* _Texto para leitura_:
+ + + +
A lei Aldir Blanc. E foi também a lei Paulo Gustavo foi durante um período. A Paulo Gustavo foi pontual porque ela era do audiovisual.
Então existia um recurso grande, vinculado ao Fundo Fundo Setorial do Audiovisual (FSA). Inclusive aqui no Expressa, com o recurso da Paulo Gustavo, foi feita a sala de cinema.
Mas Aldir Blanc não. Aldir Blanc é uma política continuada, de incentivo. Portanto, até 2027 é para a gente receber esses aportes. E aí quem gerencia o recurso, é a Cultura. E gerenciar esse recurso impacta administrativamente a Cultura, porque ela faz os editais, contrata a banca de jurados, faz toda a gerência até chegar no momento realmente da seleção do projeto artístico, onde o artista recebe o recurso e ele executa seu projeto com total independência.
Então quer dizer que a grande aposta para se continuar a ter um cenário cultural crescente na cidade são esses aportes dessas leis e também da iniciativa privada?
… e também o recurso que a gente vai tentar economizar, sanear, tirar leite de pedra pra fazer, né?
A gente tem um departamento dentro da Cultura que é estrutural, é um departamento de gestão, planejamento e finanças. Então a gente precisa planejar, porque nós temos o ano inteiro com ações. Temos que planejar e tentar formas de fazer com menos custos. A gente pode ter um trabalho muito bom, até com menos dinheiro.
Nós vamos concentrar esforços nessa linha.

E qual é que é o seu plano ? Qual é a sua visão para essa cultura de hoje e nos próximos quatro anos? O que ela muda com relação ao que vinha sendo feito?
Olha, tem vários projetos…
Vou pegar o Cultura nos Bairros, por exemplo. O Cultura nos Bairros foi um projeto da gestão passada que não funcionou. Então, algumas coisas que eram feitas a gente tem condição de entender que talvez não tenha atingido os objetivos de forma satisfatória. E eu digo isso porque eu tive uma atuação muito próxima de tudo o que aconteceu, porque eu me aposentei no final de 2019 e eu passei a integrar o Conselho (Municipal de Cultura)
Então, nós temos o Enredança, que já é um projeto sacramentado. Nós temos o Festival de Teatro, o Festival de Curtas, o Encontro de Corais, o Festival de Música, nós temos a Semana do Patrimônio Histórico, nós temos várias ações.
Festival literário também?
A FLIJ (Festa Literária de Jundiaí). Então nós temos projetos que a gente quer manter. São projetos acertados e esperados pelos artistas.
Só que tudo isso depende de uma condição financeira de execução. Agora, o que, além disso, é a proposta?
+ + + +
* _Listagem de dados_:
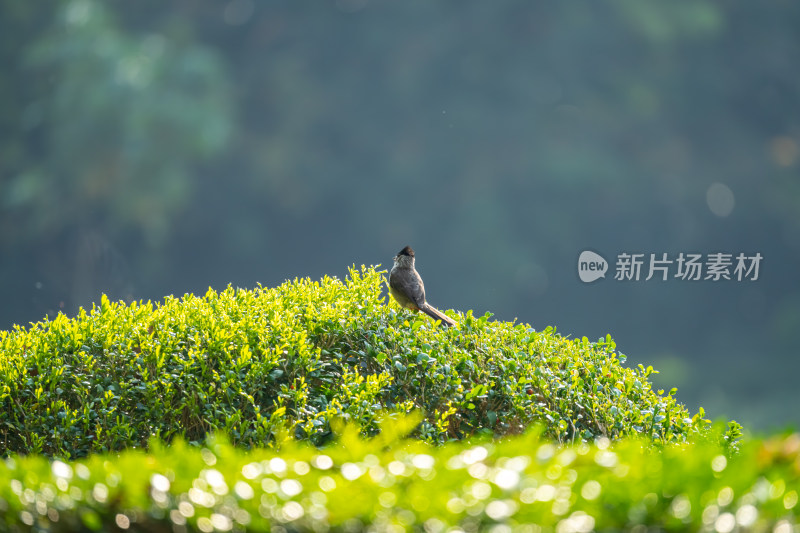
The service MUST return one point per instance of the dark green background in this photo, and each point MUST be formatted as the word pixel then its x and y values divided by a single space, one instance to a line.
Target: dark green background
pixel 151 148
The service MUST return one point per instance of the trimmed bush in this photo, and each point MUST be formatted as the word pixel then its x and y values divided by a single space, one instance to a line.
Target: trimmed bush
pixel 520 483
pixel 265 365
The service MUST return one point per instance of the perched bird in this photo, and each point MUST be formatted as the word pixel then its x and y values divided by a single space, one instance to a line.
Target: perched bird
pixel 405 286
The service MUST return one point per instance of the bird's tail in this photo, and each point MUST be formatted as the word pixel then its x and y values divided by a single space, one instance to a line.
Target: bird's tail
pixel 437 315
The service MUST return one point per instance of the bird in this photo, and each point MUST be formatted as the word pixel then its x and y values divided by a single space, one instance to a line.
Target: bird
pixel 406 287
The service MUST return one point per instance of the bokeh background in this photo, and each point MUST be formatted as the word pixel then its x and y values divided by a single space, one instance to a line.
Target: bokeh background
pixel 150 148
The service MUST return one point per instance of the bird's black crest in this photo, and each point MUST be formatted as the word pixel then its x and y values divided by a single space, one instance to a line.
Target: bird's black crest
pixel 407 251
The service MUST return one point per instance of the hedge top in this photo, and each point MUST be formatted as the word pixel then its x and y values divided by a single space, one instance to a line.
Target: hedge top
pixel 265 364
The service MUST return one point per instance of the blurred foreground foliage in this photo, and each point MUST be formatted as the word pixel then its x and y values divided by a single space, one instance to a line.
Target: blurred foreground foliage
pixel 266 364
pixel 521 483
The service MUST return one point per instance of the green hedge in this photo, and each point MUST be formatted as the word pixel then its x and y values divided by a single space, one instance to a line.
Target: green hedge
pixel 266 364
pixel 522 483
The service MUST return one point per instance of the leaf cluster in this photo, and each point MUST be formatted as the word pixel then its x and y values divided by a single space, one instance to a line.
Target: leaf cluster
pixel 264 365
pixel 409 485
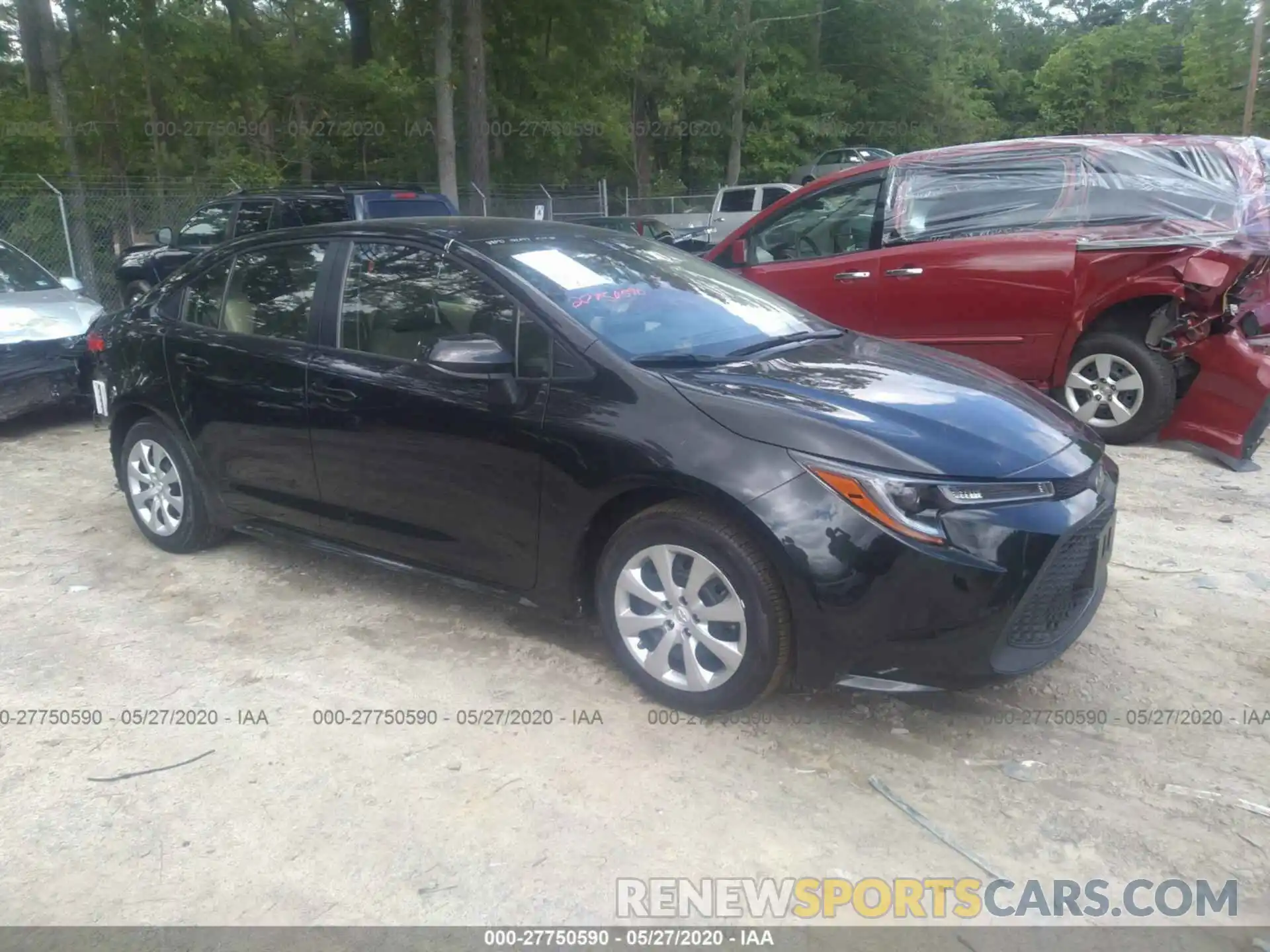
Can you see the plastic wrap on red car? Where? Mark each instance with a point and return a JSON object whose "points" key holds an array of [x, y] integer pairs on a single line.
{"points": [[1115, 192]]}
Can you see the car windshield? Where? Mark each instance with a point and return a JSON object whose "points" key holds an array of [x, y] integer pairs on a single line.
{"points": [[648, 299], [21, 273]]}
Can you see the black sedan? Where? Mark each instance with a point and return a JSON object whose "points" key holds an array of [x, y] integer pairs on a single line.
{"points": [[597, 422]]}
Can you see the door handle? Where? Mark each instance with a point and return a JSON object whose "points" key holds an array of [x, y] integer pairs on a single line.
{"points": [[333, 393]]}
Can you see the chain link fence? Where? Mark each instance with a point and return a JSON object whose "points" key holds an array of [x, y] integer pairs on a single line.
+ + + +
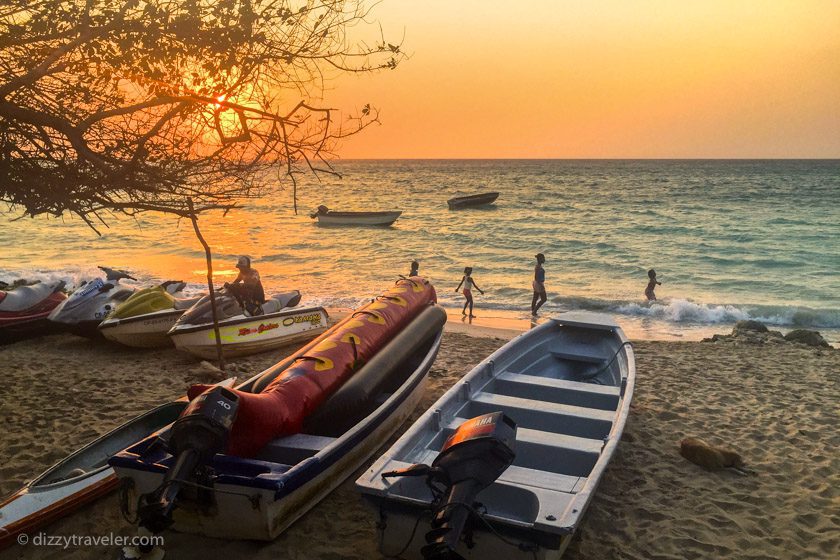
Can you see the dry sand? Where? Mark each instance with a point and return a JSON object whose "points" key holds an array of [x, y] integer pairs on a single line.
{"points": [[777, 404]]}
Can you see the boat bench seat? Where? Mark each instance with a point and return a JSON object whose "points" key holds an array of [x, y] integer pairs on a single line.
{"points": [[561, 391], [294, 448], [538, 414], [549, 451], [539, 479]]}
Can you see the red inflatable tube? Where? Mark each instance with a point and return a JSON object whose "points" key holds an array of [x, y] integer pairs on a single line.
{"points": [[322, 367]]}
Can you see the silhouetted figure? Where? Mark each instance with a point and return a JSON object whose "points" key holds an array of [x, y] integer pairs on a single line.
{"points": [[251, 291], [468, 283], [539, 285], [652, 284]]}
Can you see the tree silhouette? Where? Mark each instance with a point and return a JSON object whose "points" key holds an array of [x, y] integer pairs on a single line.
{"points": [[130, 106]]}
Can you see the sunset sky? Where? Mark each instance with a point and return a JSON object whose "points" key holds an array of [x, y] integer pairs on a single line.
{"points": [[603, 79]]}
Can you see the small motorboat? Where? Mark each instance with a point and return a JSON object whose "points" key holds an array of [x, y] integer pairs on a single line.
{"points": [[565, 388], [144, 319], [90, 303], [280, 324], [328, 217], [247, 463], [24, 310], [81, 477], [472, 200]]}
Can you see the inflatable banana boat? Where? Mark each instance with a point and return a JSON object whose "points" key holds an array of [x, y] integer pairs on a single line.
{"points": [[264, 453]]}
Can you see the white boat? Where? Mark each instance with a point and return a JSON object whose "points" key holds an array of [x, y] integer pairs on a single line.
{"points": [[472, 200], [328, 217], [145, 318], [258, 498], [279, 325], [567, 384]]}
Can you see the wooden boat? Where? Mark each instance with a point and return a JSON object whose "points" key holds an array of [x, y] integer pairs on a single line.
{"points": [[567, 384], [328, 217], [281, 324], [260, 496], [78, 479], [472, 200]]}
+ + + +
* _Tarefa proposta 1_:
Segundo o texto sobre política cultural, até que ano devem ser recebidos os aportes da lei Aldir Blanc?
* _Tarefa proposta 2_:
Retome o texto sobre política cultural a partir do ponto em que ele termina.
As linhas não têm relação alguma com o texto sobre política cultural.

* _Resultado 1_:
Até 2027.

* _Resultado 2_:
É um projeto de criação de uma divisão de ações descentralizadas. Isso parte da estaca zero, porque essa política nunca existiu. Quer dizer, nunca existiu nos últimos anos. Mas é uma política onde a gente vai buscar escutar os jovens, movimentar a cena jovem e se inserir dentro das escolas num diálogo com a Delegacia de Ensino.
Mapear os territórios para identificação de espaços que possam receber ações artísticas, mapear as manifestações artísticas e espontâneas nos territórios. Porque muitas vezes, em determinado bairro, tem um bar da esquina onde as pessoas vão tocar chorinho no final de semana. E aquelas pessoas se reúnem, a comunidade gosta .. Ou, de repente, a gente tem uma escola de samba que tem um trabalho no bairro e aquilo já envolve, já tem um envolvimento da comunidade.
Nós temos projetos muito acertados como, por exemplo, o Grupo Sol (Grupo Sol da Cidadania). Eles já tem uma integração com a comunidade. Então, o objetivo é buscar justamente esses espaços para mapear as ações culturais espontâneas nesses territórios, para que a gente seja um facilitador dessas manifestações culturais.
Por outro lado, o Cadastro de Artistas é georeferenciado. Então, se vamos para o Novo Horizonte, numa ação descentralizada, eu tenho como levantar quais artistas tem ali no bairro para chamá los também.
Nos centros esportivos, por exemplo, tem grupos de ginástica e elas fazem coreografias para o festival de ginástica no final do ano. Então a gente vai lá e convidamos para se apresentar no nosso evento.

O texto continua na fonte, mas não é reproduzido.